◆ **Given exercise A**
Answer these questions using the article on the Carnation slayings:
(i) Which judge found that the prosecutor wrongly considered the strength of the evidence?
(ii) In what month and year did the slayings take place?
(iii) What constitutional concern did the senior deputy prosecutors raise in their brief?
◆ **Given exercise B**
Carry on the article on the Carnation slayings, starting after its final sentence.

---- Document text

Prosecutor appeals death sentence decision in Carnation slayings

Prosecutor appeals death sentence decision in Carnation slayings
Michele Anderson, left, and John McEnroe are seen in court on Thursday, Jan. 3, 2013.
SEATTLE -- As promised, the King County prosecutor has appealed a decision that could take the death penalty off the table for two Carnation residents accused of killing four adults and two children in a Christmas Eve massacre.

The appeal came days after King County Superior Court Judge Jeffrey Ramsdell found that Prosecutor Dan Satterberg wrongly considered the strength of the evidence against the accused killers when he opted to seek a death sentence in the December 2007 slayings.

Ramsdell ruled Thursday that the Satterberg "erred as a matter of law in considering the strength of the evidence on the issue of guilt against" the alleged killers, Joseph McEnroe and Michelle Anderson.

In doing so, Ramsdell essentially overruled Satterberg's decision to ask a jury to put both to death for killing six members of Anderson's family. But the ultimate impact of Ramsdell's decision is far from clear; even if upheld, it wouldn't necessarily prevent prosecutors from pursuing a death sentence.

Detailing their concerns with the decision in a brief filed late Monday, prosecutors attacked Ramsdell's decision on several fronts. The state Supreme Court is expected to consider the appeal.

Writing the court, Senior Deputy Prosecutors Andrea Vitalich and James Whisman argued another constitutional concern -- the separation of powers -- prevents Ramsdell from second-guessing the elected prosecutor's decision to seek a death sentence.

--------
---- Provided material

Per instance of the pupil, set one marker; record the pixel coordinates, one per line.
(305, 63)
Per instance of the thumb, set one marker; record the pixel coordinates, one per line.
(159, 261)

--------

◆ **Exercise result A**
(i) King County Superior Court Judge Jeffrey Ramsdell.
(ii) December 2007.
(iii) The separation of powers.

◆ **Exercise result B**
"The Washington Supreme Court has held repeatedly that the prosecutor's exercise of discretion in deciding whether to seek the death penalty is similar to his or her exercise of discretion in deciding whether to charge a defendant with a crime," the prosecutors said in the appeal.

"In this case," they continued, "the trial court overturned the equivalent of a charging decision based on the prosecutor's consideration of the available evidence - the most fundamental consideration driving any charging decision in any case, capital or otherwise. As such, the trial court's ruling impermissibly infringes on an executive function on wholly untenable grounds."

Vitalich and Whisman went on to argue Ramsdell ignored precedent that supports their position in issuing his decision. They also suggested Ramsdell's decision is premature until Anderson or McEnroe has been condemned to death.

Ramsdell's decision followed more than five years of litigation in the case, which has been subjected to series of delays. McEnroe and Anderson, charged three days after the slayings, had been slated to face a jury later in 2013.

Defense attorneys for the former couple had previously unsuccessfully sought to have the death sentence taken off the table for their clients. They previously made similar but, according to Ramsdell's decision, distinct arguments that the death penalty is being used unevenly in Washington.

Such arguments - that executing some killers and sparing others without an enforced standard amounts to un-Constitutional punishment - won over the U.S. Supreme Court when it briefly abolished capital punishment in the mid-1970s. Prosecutors in Washington believed standards adopted by the state when it reinstituted the death penalty had largely resolved the issue. Defense attorneys in capital cases - including Anderson and McEnroe's - contend that death sentences are not sought evenly for a number of reasons, and that prosecutors are not held to a reasonable standard when deciding who they'll seek to execute.

According to prosecutors, Anderson and McEnroe gunned down Anderson's parents, her brother and sister-in-law and that couple's two children, aged 6 and 3. Each faces six counts of aggravated murder, the only crime in the state that can carry a death sentence.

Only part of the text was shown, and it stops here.